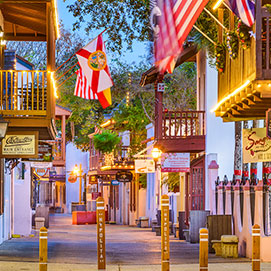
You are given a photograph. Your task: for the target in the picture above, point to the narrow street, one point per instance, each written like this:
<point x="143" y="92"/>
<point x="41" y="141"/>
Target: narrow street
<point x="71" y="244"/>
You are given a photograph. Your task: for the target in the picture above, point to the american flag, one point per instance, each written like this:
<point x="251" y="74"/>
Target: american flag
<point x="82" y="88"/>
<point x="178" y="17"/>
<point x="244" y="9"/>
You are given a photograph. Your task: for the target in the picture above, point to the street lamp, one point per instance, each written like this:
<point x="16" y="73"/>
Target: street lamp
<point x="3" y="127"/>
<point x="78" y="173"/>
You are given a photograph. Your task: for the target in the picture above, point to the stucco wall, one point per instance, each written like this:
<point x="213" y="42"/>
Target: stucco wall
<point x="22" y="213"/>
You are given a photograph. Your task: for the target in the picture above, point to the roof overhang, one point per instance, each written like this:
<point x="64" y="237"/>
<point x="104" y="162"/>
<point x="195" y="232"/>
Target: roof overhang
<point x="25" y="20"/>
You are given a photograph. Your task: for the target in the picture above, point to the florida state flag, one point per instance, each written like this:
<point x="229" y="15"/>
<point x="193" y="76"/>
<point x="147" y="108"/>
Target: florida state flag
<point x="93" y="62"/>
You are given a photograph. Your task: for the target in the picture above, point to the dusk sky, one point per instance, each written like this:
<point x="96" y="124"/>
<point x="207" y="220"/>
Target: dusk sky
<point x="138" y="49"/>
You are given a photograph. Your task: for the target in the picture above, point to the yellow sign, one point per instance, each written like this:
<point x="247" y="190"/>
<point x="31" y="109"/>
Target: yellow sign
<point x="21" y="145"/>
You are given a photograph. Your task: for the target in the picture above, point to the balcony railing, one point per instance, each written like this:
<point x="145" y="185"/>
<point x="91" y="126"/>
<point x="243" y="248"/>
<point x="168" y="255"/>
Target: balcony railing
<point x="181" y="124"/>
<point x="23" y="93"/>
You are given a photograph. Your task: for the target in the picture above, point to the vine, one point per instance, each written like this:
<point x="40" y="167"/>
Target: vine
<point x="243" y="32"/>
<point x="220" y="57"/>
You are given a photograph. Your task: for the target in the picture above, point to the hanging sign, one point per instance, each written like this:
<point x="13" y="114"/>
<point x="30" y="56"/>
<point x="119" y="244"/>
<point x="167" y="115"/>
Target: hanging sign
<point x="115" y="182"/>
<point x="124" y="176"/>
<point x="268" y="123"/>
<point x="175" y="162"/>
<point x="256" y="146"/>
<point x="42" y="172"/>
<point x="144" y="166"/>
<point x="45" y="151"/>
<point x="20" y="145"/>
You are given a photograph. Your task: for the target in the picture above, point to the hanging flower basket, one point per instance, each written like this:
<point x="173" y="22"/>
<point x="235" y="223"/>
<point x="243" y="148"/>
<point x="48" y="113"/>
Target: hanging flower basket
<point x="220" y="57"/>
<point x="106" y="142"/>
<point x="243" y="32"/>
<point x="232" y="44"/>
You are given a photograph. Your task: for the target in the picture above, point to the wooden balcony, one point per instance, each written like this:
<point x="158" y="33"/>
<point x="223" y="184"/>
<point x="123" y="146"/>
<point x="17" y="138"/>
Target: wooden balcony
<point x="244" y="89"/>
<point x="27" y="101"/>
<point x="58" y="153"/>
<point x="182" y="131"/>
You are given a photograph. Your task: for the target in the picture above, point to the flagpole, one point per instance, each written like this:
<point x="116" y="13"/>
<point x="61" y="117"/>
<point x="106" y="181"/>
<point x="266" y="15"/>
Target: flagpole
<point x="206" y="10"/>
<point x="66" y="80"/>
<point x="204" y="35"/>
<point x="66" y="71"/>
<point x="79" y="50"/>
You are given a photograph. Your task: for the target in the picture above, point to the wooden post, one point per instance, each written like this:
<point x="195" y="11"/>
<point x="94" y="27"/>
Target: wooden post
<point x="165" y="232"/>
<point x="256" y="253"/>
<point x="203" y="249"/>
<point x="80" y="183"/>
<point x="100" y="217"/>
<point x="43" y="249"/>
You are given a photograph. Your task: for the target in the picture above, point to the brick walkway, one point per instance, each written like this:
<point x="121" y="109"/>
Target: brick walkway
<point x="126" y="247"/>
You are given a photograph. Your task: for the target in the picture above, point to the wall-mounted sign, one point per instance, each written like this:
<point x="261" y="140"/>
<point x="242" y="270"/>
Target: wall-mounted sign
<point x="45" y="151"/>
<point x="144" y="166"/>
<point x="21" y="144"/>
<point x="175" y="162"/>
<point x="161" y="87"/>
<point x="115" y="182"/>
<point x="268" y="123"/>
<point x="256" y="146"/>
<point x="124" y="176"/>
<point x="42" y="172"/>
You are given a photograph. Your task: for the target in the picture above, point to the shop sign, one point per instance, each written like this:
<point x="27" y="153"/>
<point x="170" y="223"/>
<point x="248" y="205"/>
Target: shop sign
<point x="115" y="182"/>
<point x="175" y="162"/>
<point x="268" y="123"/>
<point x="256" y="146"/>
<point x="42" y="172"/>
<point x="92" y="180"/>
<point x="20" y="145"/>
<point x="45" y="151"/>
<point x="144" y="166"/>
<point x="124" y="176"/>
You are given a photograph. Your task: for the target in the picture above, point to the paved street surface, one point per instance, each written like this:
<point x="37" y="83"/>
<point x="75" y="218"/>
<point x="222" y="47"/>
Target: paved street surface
---
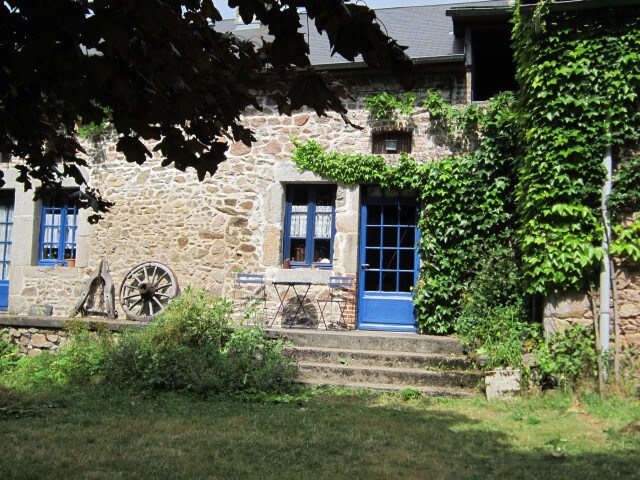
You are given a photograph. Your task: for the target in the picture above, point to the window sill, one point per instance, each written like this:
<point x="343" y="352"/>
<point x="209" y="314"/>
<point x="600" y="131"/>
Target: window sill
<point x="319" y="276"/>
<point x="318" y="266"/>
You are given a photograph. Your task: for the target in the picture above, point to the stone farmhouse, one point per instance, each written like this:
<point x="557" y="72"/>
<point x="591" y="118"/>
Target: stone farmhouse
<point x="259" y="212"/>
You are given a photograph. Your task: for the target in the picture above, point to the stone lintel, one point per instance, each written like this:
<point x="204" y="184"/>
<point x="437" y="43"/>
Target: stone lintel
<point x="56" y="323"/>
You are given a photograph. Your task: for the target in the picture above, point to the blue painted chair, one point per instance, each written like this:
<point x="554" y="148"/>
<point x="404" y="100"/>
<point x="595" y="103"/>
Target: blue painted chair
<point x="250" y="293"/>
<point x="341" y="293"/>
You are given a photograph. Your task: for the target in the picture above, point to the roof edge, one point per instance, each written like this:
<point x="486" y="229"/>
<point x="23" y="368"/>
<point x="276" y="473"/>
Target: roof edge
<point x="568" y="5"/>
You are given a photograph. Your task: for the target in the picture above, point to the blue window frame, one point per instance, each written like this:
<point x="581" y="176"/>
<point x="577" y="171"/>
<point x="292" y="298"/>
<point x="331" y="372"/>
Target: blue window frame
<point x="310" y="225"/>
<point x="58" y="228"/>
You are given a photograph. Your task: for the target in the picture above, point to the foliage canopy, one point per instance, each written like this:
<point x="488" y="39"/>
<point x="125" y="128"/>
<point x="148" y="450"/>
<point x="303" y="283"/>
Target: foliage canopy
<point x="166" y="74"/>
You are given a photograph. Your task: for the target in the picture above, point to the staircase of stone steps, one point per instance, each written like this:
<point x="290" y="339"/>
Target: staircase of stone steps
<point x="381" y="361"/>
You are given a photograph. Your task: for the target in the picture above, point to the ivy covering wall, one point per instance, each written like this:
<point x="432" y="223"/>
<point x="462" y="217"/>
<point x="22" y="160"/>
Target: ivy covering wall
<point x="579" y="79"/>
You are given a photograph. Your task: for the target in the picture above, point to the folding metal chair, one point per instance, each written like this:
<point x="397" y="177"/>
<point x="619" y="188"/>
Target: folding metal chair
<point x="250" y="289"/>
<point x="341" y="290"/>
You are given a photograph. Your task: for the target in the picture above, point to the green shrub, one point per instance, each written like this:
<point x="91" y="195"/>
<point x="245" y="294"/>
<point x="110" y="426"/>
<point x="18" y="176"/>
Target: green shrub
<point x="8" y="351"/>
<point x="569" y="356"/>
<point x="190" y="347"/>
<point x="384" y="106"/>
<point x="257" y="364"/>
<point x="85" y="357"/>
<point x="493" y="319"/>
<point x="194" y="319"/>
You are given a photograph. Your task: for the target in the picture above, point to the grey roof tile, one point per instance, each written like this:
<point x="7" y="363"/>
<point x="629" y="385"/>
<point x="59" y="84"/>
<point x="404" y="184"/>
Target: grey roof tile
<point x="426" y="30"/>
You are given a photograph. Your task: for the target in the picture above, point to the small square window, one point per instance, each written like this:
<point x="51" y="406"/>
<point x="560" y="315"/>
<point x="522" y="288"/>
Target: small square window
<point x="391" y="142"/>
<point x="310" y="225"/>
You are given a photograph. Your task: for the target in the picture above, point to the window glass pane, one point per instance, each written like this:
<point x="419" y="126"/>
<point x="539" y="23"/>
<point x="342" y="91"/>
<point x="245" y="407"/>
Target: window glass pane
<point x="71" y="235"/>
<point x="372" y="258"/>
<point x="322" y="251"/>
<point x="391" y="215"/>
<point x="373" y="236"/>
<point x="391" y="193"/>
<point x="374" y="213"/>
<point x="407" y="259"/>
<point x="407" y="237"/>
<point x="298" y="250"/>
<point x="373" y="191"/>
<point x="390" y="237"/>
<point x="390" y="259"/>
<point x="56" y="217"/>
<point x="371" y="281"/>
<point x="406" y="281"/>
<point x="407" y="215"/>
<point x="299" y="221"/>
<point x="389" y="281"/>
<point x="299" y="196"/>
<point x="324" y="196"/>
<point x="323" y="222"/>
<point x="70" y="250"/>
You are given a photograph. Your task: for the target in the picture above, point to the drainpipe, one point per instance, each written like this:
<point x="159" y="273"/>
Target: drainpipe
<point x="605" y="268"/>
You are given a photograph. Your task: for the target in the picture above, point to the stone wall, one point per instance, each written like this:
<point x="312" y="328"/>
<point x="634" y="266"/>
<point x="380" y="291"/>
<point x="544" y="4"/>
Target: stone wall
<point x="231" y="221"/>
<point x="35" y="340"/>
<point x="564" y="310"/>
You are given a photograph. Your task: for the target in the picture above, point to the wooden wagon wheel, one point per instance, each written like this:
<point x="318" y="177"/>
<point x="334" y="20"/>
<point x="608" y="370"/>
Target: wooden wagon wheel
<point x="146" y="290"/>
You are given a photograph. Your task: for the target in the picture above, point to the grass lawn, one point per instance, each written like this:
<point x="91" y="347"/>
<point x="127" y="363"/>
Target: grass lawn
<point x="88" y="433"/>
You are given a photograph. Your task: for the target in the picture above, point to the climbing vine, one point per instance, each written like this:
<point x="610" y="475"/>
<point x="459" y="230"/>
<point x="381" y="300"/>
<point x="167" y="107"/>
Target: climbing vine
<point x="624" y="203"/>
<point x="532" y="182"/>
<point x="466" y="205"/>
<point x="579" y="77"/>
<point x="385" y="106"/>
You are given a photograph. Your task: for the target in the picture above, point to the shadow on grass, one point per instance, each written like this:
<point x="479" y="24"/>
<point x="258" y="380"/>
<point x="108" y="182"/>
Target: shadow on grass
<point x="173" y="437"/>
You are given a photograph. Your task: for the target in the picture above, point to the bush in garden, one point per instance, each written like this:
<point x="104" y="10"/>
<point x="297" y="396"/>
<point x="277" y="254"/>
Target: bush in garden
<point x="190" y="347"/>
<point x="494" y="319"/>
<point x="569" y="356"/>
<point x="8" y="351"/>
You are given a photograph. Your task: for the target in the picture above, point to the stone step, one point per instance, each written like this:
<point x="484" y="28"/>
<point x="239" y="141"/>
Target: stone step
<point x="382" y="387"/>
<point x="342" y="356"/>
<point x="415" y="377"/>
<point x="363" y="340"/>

THE PROBLEM>
Out of the entries, pull every line that mentions "paved".

SOLVED EXERCISE>
You are given a photograph. Your task: for the target in the picture above, point to the paved street surface, one point per instance, each written like this:
Target: paved street surface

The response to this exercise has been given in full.